Report every line below that contains the word "human", copying each such line in full. Case counts.

— BEGIN Input data —

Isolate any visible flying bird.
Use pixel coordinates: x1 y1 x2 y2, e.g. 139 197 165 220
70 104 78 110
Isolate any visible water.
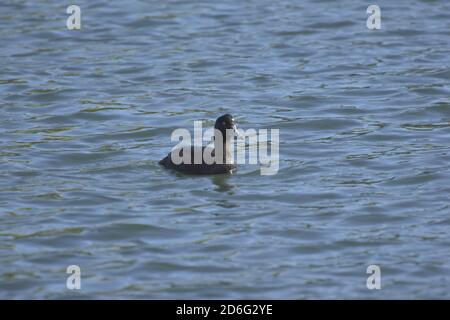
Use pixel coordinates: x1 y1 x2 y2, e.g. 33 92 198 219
0 0 450 299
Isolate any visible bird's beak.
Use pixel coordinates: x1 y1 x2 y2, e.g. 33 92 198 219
233 124 242 138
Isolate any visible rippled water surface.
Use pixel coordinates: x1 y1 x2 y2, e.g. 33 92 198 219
0 0 450 299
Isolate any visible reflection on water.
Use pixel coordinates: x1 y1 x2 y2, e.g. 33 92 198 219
0 0 450 299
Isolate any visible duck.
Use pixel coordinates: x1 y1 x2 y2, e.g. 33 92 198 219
159 113 239 175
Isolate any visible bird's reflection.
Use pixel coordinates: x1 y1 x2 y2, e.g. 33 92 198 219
212 174 234 194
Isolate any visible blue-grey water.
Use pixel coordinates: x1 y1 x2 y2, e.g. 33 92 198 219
0 0 450 299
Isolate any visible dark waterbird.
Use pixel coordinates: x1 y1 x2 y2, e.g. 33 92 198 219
159 114 237 174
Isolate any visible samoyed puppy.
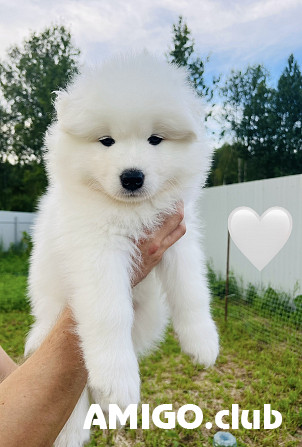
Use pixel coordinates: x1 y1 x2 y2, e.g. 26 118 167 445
26 53 218 447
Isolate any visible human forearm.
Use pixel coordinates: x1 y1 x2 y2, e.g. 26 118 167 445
0 346 18 383
0 309 87 447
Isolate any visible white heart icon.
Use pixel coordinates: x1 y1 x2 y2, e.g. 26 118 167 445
228 206 293 271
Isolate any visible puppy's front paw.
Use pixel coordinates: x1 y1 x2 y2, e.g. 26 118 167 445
91 360 140 412
179 322 219 368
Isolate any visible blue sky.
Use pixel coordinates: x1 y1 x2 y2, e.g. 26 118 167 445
0 0 302 79
0 0 302 144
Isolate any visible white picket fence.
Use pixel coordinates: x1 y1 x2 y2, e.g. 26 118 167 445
200 174 302 295
0 174 302 294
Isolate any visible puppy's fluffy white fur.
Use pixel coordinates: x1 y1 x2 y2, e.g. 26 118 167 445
26 53 218 447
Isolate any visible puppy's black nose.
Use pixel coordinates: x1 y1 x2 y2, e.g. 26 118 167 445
120 169 145 191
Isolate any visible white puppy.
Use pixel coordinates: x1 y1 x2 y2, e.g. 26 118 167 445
26 53 218 447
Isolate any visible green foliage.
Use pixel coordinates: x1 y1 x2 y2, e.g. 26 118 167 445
218 55 302 185
0 161 47 212
207 143 240 186
167 16 213 99
0 26 79 163
208 264 302 336
0 248 29 312
275 54 302 175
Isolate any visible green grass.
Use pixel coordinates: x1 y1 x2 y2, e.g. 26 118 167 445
0 254 302 447
0 250 29 312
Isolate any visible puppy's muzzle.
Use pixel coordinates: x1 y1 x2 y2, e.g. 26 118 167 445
120 169 145 191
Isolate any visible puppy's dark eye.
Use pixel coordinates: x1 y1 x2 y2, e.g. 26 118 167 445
99 137 115 147
148 135 163 146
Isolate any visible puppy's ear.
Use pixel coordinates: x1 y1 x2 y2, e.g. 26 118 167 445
54 90 69 122
55 90 85 135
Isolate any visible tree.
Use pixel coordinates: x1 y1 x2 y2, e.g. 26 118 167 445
275 54 302 175
166 16 213 99
0 26 80 163
221 65 280 180
206 143 242 186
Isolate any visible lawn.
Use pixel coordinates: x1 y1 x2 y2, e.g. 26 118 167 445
0 255 302 447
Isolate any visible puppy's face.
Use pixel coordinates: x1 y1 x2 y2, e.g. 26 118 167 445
50 55 207 202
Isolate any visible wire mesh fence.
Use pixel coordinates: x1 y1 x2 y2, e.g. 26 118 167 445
208 265 302 352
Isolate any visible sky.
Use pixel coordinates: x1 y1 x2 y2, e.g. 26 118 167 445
0 0 302 145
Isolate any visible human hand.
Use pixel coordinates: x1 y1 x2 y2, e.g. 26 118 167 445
131 201 186 287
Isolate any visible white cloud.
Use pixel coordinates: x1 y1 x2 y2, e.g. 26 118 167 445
0 0 302 77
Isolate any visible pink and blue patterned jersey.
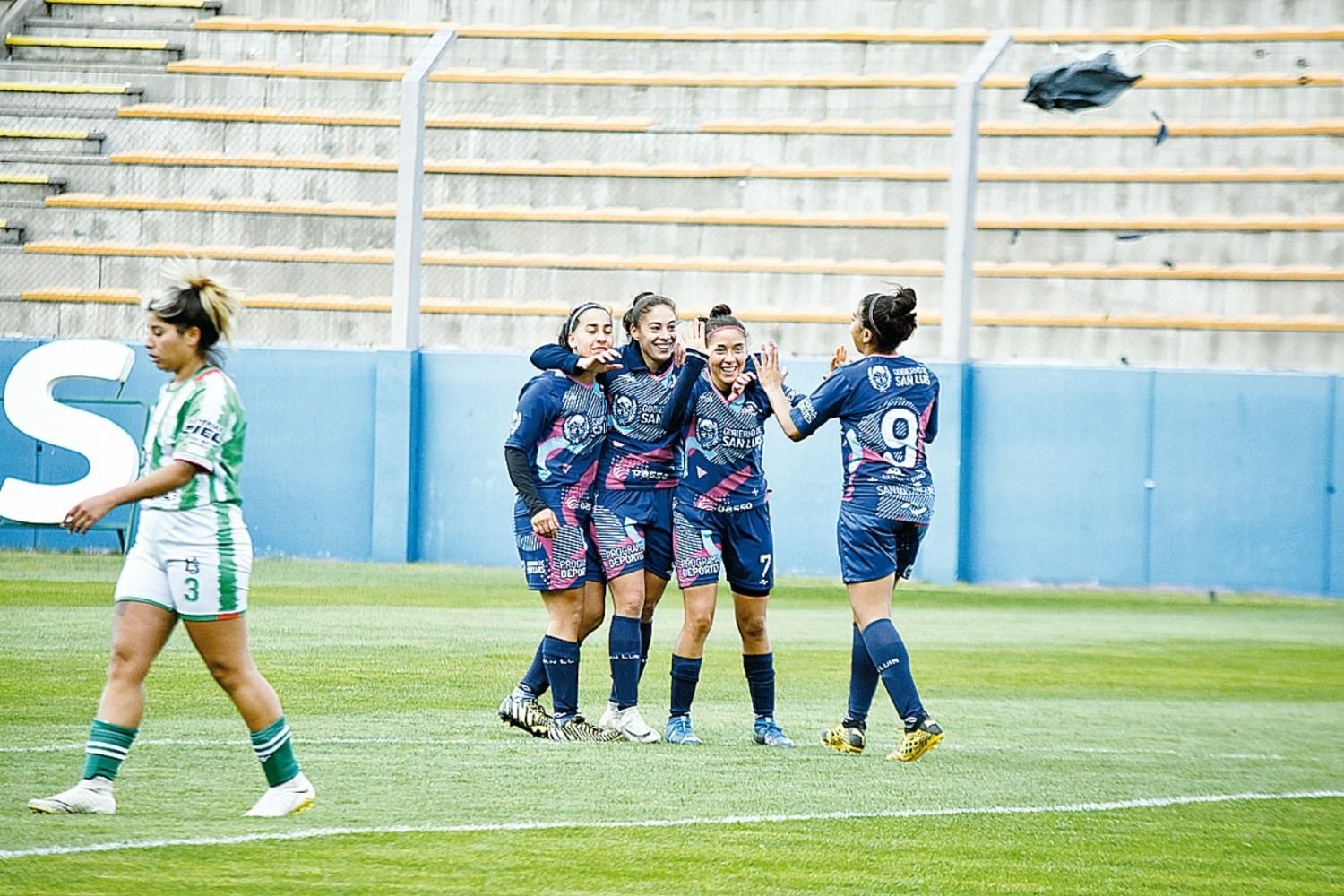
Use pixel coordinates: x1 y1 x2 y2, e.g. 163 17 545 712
664 352 803 512
790 355 938 524
532 342 683 490
504 371 607 509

— END Input data —

Right answer:
Isolate any visible human forearm.
Isolate any visible human hand.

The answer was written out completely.